**Records from a dataset**
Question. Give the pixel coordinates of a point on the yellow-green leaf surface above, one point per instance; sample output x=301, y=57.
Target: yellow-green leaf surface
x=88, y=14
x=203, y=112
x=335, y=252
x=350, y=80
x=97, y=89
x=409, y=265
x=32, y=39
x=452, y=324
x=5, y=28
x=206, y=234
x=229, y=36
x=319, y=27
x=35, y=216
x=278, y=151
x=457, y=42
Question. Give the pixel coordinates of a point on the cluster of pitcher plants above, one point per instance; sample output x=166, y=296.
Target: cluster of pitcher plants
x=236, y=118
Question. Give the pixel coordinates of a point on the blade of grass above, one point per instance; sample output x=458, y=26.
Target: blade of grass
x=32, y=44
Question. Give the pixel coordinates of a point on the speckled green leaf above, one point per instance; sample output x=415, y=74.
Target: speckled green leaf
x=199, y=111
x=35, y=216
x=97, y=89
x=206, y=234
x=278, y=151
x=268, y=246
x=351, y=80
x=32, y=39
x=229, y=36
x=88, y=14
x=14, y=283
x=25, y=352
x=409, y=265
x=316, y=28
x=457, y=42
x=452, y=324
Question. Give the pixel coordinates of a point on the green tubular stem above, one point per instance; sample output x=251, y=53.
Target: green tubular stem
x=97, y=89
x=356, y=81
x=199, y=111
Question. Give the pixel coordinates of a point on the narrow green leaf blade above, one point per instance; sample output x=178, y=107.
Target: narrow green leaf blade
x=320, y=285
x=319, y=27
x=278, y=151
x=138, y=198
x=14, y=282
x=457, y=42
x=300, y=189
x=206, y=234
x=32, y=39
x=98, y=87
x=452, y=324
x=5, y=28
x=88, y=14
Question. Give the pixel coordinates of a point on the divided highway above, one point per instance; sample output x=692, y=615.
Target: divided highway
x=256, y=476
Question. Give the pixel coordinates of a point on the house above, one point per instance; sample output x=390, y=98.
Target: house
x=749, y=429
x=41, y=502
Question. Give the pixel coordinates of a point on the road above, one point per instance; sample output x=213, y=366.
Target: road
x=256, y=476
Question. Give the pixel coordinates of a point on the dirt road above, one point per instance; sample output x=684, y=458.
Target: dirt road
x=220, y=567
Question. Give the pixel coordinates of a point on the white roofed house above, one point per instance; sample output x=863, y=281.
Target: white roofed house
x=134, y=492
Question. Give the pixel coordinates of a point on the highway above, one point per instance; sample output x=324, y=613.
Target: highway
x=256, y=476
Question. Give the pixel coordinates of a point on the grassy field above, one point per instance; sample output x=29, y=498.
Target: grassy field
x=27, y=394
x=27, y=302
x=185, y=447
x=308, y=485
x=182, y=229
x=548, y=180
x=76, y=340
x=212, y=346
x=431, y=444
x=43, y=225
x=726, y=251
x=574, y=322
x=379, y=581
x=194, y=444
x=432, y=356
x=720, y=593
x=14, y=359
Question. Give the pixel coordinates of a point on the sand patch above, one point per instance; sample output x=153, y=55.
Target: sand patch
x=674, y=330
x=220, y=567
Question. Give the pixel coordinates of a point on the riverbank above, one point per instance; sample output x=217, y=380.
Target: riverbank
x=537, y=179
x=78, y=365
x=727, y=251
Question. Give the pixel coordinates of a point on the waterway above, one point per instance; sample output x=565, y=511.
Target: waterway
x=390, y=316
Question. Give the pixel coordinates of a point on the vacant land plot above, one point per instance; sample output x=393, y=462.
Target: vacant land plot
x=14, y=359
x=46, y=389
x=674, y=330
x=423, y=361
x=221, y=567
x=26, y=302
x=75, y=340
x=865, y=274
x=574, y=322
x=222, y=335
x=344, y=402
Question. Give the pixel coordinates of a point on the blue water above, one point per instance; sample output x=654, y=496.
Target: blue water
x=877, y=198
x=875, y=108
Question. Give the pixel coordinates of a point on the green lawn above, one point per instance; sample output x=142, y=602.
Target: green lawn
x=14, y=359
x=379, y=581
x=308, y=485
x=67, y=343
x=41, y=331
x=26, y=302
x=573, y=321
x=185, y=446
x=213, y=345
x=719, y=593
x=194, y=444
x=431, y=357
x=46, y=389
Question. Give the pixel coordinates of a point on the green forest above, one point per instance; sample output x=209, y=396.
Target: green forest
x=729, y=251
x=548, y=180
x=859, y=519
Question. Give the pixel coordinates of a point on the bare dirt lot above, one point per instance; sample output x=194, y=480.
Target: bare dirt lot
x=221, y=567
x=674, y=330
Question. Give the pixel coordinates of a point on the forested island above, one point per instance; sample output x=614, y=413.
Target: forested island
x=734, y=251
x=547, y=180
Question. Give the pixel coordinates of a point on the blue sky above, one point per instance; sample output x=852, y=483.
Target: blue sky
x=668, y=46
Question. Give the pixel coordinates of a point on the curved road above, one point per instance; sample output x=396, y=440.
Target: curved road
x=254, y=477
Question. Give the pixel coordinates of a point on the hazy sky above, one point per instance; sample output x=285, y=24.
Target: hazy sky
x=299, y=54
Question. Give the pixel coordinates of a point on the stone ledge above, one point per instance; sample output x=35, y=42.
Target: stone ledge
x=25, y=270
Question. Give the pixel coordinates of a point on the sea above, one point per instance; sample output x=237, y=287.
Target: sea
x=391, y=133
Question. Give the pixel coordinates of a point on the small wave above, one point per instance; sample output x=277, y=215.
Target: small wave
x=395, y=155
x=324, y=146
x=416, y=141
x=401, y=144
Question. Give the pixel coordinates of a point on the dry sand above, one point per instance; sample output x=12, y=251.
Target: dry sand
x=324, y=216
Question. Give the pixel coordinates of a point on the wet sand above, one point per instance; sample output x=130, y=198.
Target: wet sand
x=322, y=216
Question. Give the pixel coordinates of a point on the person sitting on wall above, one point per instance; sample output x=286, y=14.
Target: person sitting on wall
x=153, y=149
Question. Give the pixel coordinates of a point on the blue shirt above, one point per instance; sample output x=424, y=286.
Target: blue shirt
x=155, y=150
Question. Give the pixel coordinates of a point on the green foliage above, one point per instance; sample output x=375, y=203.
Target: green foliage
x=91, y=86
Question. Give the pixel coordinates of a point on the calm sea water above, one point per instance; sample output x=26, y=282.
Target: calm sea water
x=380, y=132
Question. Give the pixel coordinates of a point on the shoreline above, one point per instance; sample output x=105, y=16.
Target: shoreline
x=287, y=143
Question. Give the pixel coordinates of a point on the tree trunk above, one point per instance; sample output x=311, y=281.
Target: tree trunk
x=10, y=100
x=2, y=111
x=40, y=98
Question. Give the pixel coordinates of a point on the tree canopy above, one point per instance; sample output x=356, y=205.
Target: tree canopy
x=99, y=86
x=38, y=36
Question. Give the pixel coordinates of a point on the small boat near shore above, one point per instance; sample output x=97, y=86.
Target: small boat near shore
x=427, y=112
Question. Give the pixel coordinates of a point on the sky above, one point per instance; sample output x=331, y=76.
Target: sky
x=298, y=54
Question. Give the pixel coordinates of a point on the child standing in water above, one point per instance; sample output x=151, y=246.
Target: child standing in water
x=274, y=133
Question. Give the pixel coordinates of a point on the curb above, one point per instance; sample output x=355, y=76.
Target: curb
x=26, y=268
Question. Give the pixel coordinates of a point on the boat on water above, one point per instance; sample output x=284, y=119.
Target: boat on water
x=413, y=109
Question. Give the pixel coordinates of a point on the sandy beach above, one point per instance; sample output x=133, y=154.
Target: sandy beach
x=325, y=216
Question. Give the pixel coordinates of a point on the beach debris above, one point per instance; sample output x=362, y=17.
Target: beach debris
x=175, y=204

**Exercise instructions**
Looking at the entries above, can you reproduce exactly the lines from the one that holds "Question. Give the pixel coordinates of a point on the blade" through the one that holds "Question. Give the pixel coordinates of a point on the speckled", and only those?

**Answer to this exercise**
Question. Give the pixel coordinates of a point on the blade of grass above, one point per instance; sample output x=458, y=26.
Target: blade of grass
x=32, y=44
Question. Give the pixel coordinates of a point on the speckled green leaf above, one point per instance; sample output x=415, y=74.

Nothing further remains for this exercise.